■ Dataset excerpts:
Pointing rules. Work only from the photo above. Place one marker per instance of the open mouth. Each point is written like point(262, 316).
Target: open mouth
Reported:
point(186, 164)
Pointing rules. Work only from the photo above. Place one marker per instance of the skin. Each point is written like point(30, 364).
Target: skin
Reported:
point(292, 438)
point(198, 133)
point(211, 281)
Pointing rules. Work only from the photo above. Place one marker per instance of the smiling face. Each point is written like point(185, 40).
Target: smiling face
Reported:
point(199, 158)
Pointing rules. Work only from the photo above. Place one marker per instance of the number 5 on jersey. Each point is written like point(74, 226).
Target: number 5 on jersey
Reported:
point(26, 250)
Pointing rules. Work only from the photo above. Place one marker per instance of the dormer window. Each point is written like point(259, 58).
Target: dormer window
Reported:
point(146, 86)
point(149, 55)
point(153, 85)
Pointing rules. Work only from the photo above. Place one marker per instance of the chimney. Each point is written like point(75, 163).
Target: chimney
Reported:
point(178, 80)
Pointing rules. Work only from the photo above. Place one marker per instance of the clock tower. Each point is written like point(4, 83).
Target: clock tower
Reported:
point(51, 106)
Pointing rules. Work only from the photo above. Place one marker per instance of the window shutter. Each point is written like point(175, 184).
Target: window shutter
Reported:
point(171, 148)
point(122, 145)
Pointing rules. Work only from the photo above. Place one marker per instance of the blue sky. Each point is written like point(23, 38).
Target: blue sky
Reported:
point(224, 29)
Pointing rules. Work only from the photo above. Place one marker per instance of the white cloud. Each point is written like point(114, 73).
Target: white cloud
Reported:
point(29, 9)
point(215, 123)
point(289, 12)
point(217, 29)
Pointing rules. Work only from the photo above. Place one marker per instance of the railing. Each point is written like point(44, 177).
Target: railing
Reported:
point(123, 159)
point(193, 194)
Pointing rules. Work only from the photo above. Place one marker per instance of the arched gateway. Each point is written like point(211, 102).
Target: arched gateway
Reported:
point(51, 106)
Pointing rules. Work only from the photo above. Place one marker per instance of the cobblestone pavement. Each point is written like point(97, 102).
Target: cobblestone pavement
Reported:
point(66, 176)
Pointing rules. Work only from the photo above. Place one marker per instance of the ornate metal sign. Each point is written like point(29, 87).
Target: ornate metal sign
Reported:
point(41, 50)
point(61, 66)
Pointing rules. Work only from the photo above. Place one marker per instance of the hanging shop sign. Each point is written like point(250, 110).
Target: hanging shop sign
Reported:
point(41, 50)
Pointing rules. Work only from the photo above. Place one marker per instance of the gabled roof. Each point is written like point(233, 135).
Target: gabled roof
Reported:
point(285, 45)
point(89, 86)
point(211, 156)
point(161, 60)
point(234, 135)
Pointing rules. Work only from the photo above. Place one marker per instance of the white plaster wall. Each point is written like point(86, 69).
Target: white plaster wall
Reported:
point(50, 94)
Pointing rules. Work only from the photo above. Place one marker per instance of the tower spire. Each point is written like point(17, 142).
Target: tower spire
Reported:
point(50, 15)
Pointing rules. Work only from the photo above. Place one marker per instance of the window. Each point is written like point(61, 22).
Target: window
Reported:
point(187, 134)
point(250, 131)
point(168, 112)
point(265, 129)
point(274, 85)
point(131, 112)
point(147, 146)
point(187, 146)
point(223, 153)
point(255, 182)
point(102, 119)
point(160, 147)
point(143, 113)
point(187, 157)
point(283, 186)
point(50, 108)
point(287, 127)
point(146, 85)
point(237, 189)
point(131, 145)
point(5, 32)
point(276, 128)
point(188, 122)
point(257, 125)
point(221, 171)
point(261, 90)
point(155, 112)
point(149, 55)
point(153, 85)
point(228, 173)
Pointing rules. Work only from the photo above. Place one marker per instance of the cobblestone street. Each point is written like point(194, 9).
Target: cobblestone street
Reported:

■ Problem description: Go through the records above and report how many lines contain "street". Write the number only.

■ Response: 2